YOUR OBJECTIVE:
The required output is the exact run of lines in the listing below from the line holding "Q: Locate a point on each instance of the firefighter boot" through the line holding "Q: Locate a point on each instance of the firefighter's hand", with no pictures.

###

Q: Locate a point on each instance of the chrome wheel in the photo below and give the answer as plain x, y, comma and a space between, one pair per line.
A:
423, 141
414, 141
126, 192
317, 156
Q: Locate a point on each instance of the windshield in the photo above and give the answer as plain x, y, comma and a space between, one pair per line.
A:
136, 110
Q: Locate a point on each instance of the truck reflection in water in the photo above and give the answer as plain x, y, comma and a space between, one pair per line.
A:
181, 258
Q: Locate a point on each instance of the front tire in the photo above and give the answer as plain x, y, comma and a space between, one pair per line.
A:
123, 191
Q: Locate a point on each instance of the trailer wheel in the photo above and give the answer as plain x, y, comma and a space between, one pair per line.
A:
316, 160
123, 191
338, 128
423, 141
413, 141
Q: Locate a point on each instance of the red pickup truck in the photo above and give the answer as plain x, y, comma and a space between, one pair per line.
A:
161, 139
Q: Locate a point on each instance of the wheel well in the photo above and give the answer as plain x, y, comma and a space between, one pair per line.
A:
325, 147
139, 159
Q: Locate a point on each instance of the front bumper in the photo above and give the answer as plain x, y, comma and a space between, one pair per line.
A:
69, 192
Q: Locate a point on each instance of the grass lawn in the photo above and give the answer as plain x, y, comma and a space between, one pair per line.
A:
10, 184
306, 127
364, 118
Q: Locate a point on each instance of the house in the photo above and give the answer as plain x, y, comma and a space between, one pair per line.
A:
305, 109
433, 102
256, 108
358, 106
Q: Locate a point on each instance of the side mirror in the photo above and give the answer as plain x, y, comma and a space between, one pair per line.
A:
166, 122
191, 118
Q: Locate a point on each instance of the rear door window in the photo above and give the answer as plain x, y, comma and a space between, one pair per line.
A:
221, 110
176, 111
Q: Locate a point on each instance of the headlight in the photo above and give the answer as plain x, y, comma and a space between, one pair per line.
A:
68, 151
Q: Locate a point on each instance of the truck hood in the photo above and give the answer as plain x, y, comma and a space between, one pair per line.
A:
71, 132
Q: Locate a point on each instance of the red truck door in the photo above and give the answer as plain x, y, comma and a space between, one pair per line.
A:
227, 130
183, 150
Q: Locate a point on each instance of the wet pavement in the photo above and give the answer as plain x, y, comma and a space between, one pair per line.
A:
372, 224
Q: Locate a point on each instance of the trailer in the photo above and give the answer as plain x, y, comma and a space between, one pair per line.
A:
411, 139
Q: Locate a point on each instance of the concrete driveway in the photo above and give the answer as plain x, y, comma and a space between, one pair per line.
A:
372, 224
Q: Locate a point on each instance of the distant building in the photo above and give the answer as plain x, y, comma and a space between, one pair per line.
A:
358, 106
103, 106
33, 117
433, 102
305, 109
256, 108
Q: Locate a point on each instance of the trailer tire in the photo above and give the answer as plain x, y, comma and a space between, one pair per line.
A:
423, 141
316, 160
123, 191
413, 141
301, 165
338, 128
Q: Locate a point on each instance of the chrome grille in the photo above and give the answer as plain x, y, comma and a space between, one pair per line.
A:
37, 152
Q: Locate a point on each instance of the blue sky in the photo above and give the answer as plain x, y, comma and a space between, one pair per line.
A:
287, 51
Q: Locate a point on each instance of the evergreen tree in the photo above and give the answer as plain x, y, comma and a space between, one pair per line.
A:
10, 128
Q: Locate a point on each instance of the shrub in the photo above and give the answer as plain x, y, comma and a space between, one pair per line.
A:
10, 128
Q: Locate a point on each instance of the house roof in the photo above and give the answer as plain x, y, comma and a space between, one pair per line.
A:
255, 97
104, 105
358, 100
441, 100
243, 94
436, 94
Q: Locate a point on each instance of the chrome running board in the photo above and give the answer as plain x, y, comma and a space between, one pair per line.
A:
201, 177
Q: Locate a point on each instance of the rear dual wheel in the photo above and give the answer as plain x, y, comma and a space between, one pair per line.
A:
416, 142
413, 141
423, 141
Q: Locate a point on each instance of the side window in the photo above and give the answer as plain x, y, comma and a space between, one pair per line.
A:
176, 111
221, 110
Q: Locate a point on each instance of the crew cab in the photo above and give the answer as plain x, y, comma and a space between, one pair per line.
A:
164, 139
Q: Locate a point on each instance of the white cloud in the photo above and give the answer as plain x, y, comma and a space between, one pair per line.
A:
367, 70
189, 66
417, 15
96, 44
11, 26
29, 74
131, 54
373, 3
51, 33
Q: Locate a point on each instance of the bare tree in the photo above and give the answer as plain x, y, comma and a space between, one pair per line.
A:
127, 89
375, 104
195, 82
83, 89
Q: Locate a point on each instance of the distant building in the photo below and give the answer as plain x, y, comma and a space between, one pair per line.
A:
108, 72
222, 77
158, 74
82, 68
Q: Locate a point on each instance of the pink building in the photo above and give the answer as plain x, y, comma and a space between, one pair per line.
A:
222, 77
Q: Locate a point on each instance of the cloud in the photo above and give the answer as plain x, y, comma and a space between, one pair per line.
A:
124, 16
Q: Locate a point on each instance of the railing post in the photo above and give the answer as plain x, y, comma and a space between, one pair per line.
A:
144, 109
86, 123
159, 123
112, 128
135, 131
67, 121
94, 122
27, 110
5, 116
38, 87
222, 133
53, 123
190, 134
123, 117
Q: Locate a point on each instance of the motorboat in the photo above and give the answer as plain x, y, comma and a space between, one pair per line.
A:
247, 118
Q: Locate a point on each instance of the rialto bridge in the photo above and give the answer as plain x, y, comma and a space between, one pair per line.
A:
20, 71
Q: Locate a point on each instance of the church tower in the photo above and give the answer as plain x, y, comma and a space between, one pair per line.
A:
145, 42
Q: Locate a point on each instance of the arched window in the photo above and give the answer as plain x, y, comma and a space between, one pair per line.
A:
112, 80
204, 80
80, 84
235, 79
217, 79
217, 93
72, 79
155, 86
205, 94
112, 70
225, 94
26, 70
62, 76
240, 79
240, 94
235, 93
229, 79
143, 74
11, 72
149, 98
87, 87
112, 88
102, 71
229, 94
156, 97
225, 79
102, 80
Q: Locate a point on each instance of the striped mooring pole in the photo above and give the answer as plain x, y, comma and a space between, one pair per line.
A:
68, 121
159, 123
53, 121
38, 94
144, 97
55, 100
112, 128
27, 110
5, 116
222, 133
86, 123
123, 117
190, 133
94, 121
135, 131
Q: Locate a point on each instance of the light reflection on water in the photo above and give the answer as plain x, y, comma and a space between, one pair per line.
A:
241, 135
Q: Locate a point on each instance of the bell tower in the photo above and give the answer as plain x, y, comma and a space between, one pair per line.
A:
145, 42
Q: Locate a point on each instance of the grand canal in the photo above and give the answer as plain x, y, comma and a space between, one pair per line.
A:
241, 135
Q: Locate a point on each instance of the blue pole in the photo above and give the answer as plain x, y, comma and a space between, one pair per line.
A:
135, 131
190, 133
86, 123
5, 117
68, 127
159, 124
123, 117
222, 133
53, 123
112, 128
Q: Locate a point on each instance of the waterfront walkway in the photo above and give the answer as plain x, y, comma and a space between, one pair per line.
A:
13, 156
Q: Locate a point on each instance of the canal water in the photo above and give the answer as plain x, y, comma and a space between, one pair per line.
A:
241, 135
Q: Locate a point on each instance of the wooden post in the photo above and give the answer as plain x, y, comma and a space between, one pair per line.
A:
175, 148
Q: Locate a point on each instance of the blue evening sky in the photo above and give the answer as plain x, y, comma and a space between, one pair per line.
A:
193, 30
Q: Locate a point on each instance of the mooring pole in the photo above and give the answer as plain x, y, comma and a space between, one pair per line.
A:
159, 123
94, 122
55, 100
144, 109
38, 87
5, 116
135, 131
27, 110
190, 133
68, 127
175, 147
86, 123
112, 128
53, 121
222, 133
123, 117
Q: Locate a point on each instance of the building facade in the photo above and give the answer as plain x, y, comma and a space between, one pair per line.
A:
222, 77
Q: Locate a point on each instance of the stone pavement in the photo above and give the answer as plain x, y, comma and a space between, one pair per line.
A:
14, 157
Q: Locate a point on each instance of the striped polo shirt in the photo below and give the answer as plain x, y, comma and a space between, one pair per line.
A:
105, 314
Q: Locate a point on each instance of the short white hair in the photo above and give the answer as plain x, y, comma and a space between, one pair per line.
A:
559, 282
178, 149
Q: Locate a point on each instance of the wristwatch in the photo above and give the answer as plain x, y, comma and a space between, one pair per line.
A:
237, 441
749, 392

###

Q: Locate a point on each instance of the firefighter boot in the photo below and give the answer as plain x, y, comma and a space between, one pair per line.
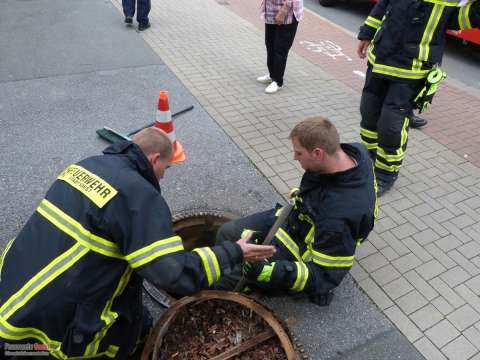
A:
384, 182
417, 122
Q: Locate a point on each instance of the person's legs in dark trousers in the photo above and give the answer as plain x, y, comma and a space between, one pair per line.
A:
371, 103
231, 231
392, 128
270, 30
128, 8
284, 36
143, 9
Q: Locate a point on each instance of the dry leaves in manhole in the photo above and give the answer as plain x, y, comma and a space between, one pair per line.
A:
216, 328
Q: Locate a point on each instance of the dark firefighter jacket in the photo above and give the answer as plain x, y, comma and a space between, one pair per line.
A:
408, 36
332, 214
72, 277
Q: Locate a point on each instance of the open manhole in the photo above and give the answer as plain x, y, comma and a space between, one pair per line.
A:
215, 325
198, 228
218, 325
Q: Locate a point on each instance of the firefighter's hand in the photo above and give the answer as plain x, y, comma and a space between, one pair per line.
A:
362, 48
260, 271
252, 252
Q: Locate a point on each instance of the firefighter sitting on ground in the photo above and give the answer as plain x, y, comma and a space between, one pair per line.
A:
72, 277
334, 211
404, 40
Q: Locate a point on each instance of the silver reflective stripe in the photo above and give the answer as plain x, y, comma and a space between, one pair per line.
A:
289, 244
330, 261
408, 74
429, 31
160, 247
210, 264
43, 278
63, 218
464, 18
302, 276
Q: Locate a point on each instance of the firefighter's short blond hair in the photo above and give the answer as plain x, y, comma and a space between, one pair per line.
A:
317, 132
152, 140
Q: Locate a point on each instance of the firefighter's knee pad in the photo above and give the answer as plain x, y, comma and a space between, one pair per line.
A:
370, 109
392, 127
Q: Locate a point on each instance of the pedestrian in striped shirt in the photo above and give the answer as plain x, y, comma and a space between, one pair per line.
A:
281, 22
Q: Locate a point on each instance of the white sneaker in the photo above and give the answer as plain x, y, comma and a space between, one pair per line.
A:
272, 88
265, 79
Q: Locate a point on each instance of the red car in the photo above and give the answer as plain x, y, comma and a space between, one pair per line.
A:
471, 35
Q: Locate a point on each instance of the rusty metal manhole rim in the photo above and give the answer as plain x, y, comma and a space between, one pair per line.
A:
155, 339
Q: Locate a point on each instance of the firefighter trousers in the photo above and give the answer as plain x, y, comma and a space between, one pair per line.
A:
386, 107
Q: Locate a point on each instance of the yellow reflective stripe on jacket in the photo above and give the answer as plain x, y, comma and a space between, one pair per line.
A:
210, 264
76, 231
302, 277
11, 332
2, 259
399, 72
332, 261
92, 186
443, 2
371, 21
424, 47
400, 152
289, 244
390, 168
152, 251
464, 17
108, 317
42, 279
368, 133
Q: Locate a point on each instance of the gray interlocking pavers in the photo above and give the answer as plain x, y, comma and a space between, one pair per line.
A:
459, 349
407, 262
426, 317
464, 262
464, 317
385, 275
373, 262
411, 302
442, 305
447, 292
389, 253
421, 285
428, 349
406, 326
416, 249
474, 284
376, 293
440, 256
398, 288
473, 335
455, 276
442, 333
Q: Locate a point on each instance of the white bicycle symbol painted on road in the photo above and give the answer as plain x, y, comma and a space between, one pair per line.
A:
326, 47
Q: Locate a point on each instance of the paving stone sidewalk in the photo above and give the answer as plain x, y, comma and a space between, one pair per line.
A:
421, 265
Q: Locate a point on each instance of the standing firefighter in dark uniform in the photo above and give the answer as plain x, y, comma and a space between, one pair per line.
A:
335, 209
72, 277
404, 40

###

REPLY:
Q: Locate a point on each instance of the firefighter boot in the photo below and give the answer as plain x, y, comma and a space between, one pair per line.
A:
384, 182
417, 122
Q: Locate a point on each instance of the person's legs in dark trousers in the photo above and give the answer as plain x, y, comma and a space between, one pair per line.
A:
371, 103
231, 231
392, 128
270, 30
128, 8
284, 36
143, 9
Q: Locate a point on each instance of the dry leaves in manhole in the photo above and give the answer as plain x, y, comma and a space between, one pair per line.
A:
216, 328
Q: Locate a point on each instance of the dark firefighter jacket in the photo above and give the answer as plain x, y, comma and a space between, one pair per line.
A:
408, 36
332, 214
72, 277
Q: Locate a point on each instance of the open manhole in the photo above and give the answer as plain x, y, comma and a space between, one pair per line.
A:
215, 325
198, 228
218, 325
Q: Locate a point on each instance of the firefighter's hand in the photo above and give the answer as plain x, y, comma and a space between, one pair per line.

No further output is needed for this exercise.